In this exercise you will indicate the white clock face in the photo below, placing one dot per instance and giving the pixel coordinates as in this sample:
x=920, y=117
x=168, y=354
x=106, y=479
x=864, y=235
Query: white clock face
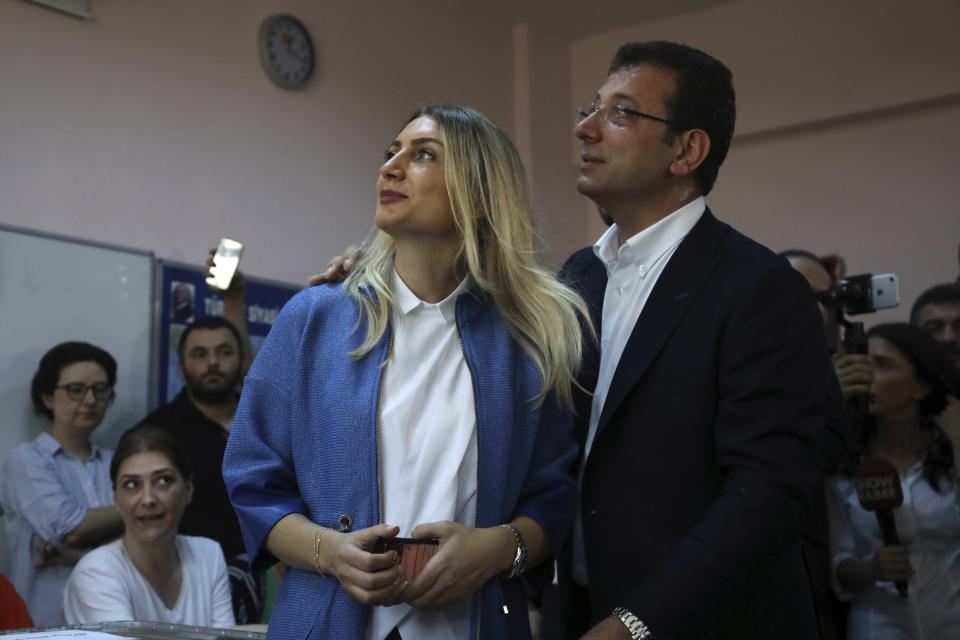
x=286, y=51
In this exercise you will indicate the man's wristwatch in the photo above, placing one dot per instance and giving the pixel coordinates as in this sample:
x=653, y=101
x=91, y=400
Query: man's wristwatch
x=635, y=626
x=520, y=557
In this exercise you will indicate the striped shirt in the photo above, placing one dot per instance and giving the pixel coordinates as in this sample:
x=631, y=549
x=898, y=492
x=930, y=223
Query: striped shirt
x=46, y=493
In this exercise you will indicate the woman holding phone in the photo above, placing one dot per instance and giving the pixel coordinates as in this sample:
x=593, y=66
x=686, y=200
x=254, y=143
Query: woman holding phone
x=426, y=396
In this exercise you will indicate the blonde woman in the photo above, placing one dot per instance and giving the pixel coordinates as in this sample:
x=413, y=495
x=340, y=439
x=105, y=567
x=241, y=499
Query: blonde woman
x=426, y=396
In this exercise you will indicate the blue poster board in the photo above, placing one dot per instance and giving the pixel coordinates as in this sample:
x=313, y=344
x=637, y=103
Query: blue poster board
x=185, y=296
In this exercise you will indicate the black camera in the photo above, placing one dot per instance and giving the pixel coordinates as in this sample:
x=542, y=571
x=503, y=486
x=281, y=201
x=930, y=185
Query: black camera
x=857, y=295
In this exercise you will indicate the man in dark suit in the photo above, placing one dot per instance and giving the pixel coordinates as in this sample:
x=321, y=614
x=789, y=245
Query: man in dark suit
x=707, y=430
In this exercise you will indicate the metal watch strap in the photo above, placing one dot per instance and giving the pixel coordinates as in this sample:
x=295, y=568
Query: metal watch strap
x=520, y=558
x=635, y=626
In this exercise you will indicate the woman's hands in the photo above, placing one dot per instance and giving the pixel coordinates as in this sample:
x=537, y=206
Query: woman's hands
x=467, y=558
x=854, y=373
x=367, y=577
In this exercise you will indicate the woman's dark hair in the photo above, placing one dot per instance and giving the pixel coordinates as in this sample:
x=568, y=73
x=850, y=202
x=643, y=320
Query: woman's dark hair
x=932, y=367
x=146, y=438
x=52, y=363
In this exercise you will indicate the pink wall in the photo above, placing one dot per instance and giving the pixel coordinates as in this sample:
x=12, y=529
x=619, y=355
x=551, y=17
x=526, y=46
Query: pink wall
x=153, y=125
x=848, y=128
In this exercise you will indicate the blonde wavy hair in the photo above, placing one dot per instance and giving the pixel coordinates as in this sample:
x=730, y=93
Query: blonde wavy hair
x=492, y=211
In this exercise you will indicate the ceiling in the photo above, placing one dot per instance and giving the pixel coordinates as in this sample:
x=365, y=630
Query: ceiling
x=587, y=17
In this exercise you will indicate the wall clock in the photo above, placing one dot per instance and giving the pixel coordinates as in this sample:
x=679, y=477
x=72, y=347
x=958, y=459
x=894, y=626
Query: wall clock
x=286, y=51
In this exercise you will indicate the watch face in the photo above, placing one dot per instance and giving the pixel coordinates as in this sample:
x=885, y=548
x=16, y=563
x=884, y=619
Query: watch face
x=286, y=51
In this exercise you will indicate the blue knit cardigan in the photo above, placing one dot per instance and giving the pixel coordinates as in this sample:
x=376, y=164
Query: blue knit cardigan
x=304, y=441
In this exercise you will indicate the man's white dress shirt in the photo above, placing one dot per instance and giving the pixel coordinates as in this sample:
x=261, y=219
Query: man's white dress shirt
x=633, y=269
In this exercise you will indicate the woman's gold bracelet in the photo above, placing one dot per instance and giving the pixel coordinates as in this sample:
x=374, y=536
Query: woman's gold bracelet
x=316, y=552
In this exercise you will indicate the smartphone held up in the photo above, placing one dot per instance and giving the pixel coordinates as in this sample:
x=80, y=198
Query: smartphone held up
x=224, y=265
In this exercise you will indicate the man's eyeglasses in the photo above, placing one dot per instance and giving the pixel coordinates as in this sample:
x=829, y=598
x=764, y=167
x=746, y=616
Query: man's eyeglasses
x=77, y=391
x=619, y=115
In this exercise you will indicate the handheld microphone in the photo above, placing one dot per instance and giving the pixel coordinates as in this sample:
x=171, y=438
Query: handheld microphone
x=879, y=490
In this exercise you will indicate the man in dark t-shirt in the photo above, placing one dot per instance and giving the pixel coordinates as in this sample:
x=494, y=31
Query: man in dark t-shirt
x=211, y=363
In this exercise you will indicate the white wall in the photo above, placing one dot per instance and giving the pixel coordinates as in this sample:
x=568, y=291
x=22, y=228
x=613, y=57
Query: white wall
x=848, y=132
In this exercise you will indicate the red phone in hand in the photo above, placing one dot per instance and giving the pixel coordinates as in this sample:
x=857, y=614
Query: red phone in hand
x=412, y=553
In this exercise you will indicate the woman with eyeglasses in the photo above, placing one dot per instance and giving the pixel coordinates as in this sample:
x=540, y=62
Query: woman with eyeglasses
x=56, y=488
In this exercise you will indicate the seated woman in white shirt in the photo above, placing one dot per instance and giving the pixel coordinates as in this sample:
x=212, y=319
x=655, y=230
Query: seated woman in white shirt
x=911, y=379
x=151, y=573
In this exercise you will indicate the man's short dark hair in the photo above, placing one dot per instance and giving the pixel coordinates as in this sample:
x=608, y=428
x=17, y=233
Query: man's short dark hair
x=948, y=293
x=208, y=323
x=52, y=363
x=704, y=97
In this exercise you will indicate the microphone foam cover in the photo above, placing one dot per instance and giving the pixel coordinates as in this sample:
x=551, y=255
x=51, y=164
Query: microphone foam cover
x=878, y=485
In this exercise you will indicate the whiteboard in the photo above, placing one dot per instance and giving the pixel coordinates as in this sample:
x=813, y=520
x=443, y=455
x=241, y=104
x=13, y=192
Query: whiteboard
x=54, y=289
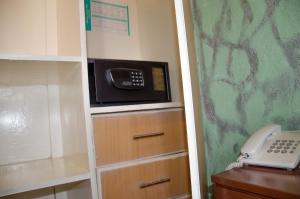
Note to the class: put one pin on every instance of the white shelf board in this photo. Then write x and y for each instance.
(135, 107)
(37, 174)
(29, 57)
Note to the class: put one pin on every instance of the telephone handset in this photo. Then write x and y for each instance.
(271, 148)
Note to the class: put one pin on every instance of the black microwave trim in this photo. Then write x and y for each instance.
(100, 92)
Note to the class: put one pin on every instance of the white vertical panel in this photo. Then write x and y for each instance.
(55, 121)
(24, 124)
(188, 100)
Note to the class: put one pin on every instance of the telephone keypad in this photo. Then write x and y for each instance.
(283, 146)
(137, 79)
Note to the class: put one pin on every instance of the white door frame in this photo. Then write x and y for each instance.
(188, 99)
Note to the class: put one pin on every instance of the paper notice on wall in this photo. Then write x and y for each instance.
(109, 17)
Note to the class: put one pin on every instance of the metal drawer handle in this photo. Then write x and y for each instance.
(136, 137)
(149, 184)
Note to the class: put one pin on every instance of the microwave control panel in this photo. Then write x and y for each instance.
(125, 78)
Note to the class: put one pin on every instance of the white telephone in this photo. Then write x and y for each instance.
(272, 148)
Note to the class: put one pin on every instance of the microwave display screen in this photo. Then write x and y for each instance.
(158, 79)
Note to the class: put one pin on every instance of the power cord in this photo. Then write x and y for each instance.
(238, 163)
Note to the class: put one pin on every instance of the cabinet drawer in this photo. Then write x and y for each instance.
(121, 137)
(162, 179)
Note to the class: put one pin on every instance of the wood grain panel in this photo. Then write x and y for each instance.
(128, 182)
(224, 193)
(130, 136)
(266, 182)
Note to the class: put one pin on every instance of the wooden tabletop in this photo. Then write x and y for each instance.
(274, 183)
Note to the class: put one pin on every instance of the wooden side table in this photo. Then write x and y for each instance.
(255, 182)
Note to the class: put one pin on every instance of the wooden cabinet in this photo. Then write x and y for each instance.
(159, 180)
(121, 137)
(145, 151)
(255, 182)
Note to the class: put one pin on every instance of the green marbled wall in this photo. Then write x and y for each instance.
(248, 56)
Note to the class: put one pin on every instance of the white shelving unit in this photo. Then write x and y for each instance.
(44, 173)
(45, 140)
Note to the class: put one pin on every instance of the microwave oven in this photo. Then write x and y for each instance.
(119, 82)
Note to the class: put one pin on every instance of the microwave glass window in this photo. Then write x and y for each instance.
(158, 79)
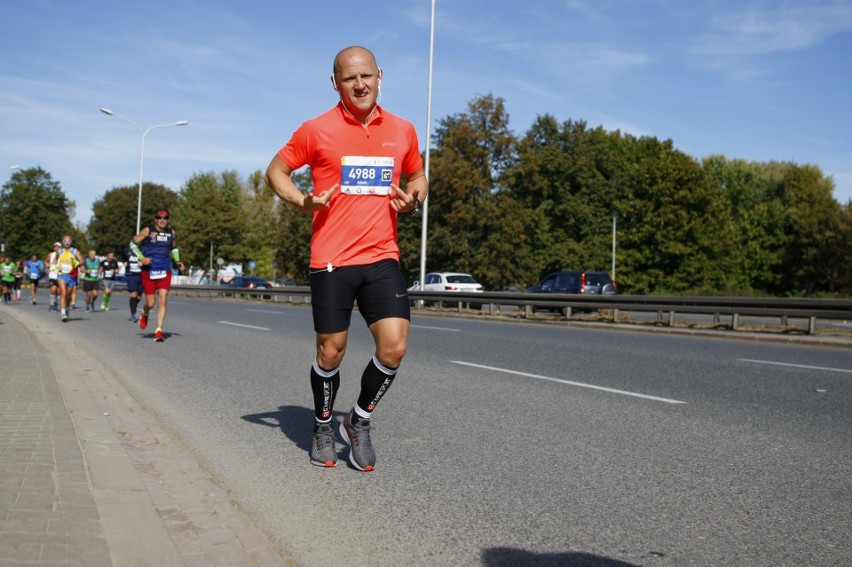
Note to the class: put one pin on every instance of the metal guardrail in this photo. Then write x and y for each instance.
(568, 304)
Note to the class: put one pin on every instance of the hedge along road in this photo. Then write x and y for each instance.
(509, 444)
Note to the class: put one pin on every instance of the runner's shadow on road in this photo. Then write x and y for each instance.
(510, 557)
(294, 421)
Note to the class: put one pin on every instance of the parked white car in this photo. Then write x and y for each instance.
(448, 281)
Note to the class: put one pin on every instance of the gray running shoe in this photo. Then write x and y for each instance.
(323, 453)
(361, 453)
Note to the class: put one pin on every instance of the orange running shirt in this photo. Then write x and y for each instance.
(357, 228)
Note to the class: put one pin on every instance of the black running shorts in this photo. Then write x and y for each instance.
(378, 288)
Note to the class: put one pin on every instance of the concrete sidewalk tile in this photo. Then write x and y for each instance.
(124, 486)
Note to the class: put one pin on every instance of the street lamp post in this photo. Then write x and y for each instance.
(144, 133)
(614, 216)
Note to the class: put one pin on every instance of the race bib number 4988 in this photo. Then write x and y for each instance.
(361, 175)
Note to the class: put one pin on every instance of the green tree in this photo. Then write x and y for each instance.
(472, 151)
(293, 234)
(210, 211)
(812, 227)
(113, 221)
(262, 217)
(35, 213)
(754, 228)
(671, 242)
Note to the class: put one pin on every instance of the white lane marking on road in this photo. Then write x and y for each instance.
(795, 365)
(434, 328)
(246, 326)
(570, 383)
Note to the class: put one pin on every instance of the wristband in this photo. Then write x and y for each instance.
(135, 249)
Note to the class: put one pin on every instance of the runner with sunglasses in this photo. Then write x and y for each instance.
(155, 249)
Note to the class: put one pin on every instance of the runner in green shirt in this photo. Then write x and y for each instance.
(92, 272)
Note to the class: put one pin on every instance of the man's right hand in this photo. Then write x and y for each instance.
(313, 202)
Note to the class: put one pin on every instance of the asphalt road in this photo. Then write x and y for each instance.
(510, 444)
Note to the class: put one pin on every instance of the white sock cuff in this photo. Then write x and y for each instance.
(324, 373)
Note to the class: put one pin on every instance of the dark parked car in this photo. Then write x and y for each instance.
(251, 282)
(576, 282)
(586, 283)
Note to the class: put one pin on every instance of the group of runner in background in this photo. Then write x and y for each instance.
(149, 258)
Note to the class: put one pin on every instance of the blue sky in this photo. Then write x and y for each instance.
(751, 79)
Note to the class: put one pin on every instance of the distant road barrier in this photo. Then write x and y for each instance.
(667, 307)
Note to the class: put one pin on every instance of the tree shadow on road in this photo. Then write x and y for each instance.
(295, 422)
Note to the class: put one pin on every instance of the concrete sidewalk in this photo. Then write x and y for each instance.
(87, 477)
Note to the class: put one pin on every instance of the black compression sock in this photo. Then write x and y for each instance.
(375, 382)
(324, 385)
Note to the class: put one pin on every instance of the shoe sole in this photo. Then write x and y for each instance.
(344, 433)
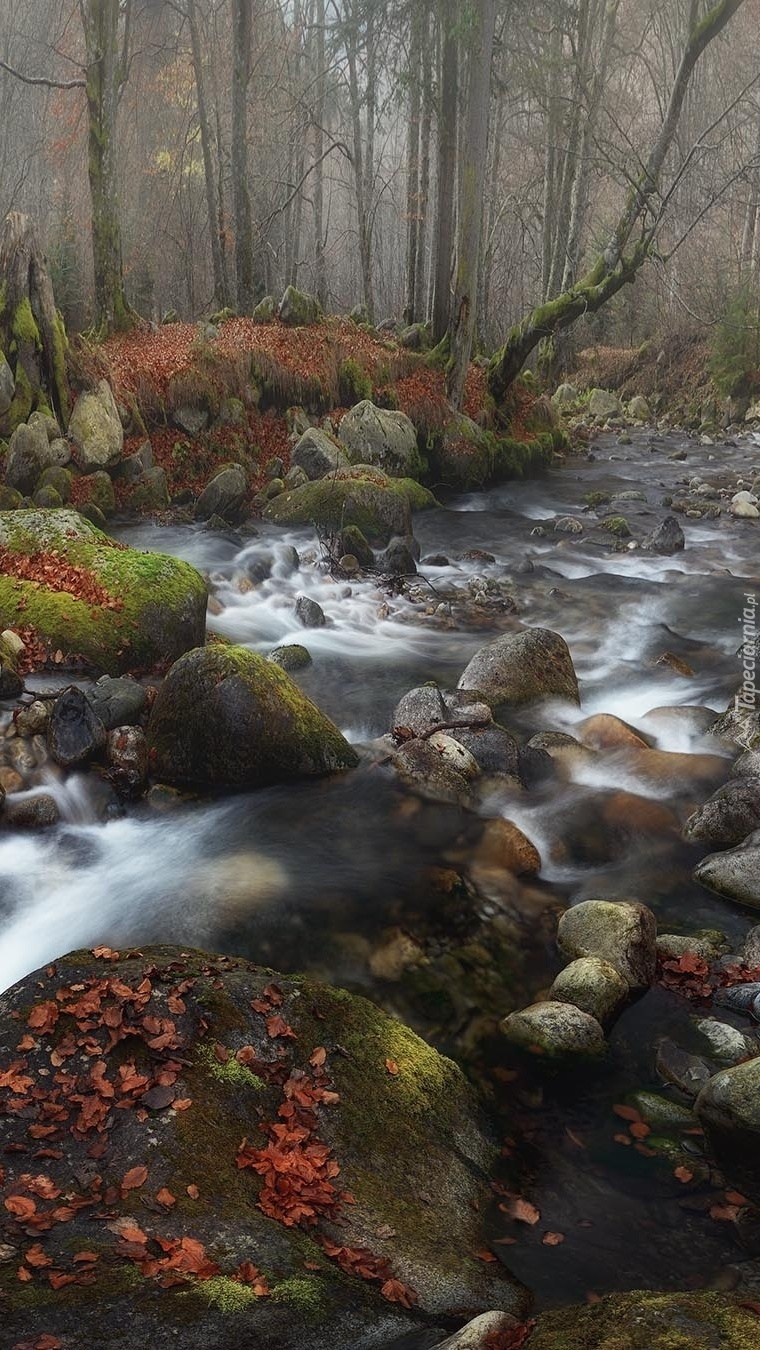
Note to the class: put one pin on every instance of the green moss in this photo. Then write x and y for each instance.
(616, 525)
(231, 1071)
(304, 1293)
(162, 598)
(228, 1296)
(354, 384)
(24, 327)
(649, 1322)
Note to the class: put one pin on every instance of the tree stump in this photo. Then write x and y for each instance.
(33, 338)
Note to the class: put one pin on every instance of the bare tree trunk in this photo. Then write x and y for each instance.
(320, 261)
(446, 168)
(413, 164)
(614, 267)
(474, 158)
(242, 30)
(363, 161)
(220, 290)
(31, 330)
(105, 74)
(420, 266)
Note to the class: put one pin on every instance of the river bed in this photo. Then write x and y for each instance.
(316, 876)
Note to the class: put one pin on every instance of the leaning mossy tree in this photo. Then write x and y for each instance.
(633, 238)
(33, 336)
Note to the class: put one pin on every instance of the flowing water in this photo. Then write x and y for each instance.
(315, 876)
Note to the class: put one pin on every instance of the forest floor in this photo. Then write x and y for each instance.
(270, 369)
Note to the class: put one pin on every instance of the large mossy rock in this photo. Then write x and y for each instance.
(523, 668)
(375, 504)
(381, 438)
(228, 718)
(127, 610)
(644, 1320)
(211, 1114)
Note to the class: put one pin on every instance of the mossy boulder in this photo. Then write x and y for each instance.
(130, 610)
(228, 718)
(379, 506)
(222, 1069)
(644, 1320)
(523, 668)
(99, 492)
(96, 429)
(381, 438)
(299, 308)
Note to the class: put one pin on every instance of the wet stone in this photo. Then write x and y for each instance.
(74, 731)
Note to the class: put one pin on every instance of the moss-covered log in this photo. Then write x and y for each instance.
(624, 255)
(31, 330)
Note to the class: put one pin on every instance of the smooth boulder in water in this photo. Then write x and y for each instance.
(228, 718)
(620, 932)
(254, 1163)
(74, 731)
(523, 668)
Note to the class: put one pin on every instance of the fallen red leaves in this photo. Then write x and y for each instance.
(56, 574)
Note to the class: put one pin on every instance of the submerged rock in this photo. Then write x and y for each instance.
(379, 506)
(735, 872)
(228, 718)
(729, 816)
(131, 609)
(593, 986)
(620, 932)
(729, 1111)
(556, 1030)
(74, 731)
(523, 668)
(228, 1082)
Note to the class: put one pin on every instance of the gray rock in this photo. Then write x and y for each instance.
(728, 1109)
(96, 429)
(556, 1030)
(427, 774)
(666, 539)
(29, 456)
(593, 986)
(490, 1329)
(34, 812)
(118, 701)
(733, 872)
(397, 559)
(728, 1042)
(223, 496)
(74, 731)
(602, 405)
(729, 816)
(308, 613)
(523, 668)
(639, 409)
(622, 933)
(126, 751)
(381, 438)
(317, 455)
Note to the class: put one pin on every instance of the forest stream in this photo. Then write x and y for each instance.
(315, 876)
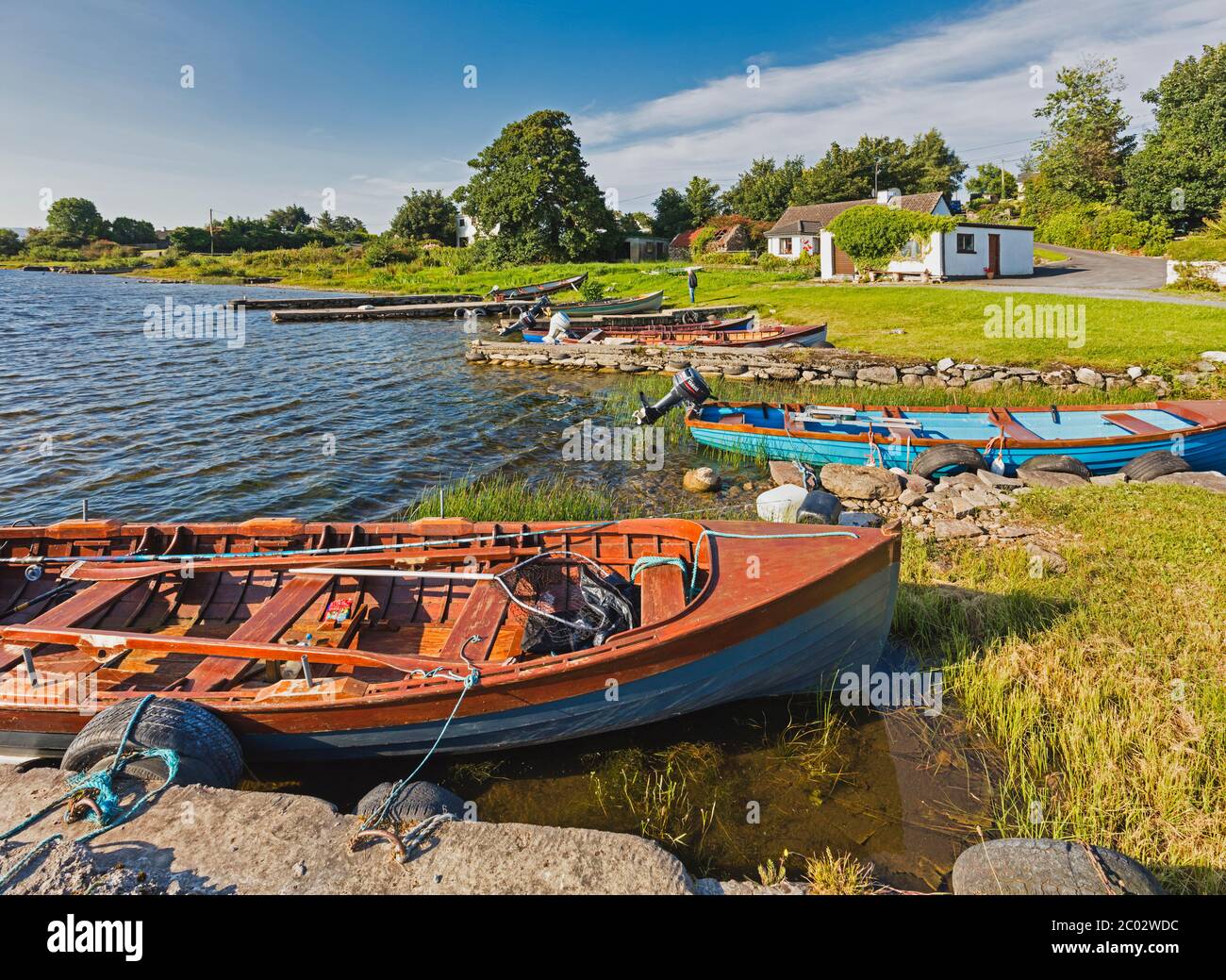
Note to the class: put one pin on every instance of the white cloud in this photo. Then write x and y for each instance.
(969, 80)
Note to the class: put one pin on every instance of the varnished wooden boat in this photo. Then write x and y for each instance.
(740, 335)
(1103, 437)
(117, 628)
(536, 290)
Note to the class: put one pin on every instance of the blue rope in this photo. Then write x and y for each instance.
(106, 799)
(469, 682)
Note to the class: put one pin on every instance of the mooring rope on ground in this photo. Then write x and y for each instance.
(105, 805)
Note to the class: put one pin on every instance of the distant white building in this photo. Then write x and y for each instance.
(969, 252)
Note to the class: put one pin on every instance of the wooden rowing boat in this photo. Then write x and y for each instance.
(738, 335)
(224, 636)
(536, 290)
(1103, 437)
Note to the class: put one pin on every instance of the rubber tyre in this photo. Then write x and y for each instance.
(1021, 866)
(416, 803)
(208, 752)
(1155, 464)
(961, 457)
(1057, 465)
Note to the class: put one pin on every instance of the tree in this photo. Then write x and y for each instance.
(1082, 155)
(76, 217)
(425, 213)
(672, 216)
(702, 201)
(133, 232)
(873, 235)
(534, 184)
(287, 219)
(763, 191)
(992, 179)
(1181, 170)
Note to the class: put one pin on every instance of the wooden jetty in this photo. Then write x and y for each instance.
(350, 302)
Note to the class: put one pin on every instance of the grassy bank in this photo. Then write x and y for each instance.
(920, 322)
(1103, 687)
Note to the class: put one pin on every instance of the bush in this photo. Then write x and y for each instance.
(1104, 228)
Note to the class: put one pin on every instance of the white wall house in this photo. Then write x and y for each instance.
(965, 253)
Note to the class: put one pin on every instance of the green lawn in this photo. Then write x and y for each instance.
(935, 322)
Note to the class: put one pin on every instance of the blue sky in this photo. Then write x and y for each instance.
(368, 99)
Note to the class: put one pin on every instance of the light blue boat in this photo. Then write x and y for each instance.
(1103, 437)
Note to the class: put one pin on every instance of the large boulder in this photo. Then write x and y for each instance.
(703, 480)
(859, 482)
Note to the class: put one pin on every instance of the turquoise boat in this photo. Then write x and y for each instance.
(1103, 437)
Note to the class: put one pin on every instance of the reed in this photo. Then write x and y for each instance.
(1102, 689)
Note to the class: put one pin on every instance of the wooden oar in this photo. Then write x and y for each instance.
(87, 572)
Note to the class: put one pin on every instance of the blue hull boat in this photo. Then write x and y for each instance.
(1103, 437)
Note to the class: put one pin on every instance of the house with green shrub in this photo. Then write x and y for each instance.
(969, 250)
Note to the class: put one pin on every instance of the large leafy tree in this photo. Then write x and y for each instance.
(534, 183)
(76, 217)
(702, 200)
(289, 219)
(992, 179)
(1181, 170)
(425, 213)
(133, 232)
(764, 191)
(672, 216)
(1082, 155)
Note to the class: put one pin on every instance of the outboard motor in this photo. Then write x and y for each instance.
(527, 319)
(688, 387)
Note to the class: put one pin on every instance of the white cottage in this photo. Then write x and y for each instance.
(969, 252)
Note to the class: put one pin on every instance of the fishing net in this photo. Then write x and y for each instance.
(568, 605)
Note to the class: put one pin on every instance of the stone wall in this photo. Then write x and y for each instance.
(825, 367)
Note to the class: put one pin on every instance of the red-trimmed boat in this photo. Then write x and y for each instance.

*Directions*: In the records above, the line with "In this exercise you will indicate the man's wristwatch" marks the start and the line with "x=295, y=568" marks the end; copy that stretch exactly, both lines included, and nothing else.

*Task answer*:
In this exercise you will indicate the man's wristwatch in the photo above, placing one dot per instance and giving the pixel coordinates as in this sample:
x=653, y=101
x=91, y=400
Query: man's wristwatch
x=635, y=626
x=520, y=557
In this exercise you will indicate the striped shirt in the photo above, placing one dot per instance and giving the pixel coordinates as in this sample:
x=631, y=549
x=898, y=492
x=930, y=223
Query: striped shirt
x=46, y=493
In this exercise you will indicate the woman holding phone in the photo above, placing one dot per instance and giving the pixel coordinates as in this sample:
x=593, y=66
x=686, y=200
x=254, y=143
Query: woman holding phone
x=426, y=396
In this exercise you will indicate the blonde woman in the photo above, placing one dot per instance and giving the pixel coordinates as in this sample:
x=413, y=495
x=340, y=439
x=105, y=567
x=241, y=499
Query: blonde woman
x=426, y=396
In this exercise you will indicate the blue poster board in the photo above, placing one dot per instance and giving the pixel coordinates as in this sample:
x=313, y=344
x=637, y=103
Query: blue poster board
x=185, y=296
In this exercise you will indicate the black camera in the photo above, placing one dot per instance and giving the pixel coordinates as in this sample:
x=542, y=571
x=503, y=486
x=281, y=201
x=930, y=185
Query: black camera
x=857, y=295
In this exercise you will indicate the man in dark suit in the photo above, placing one dot per instance and giving the pixel coordinates as in this sample:
x=321, y=614
x=789, y=245
Query: man in dark suit
x=707, y=430
In this exercise you will indicate the metal watch strap in the photo above, placing one dot per instance and giving the pixel coordinates as in this sample:
x=295, y=568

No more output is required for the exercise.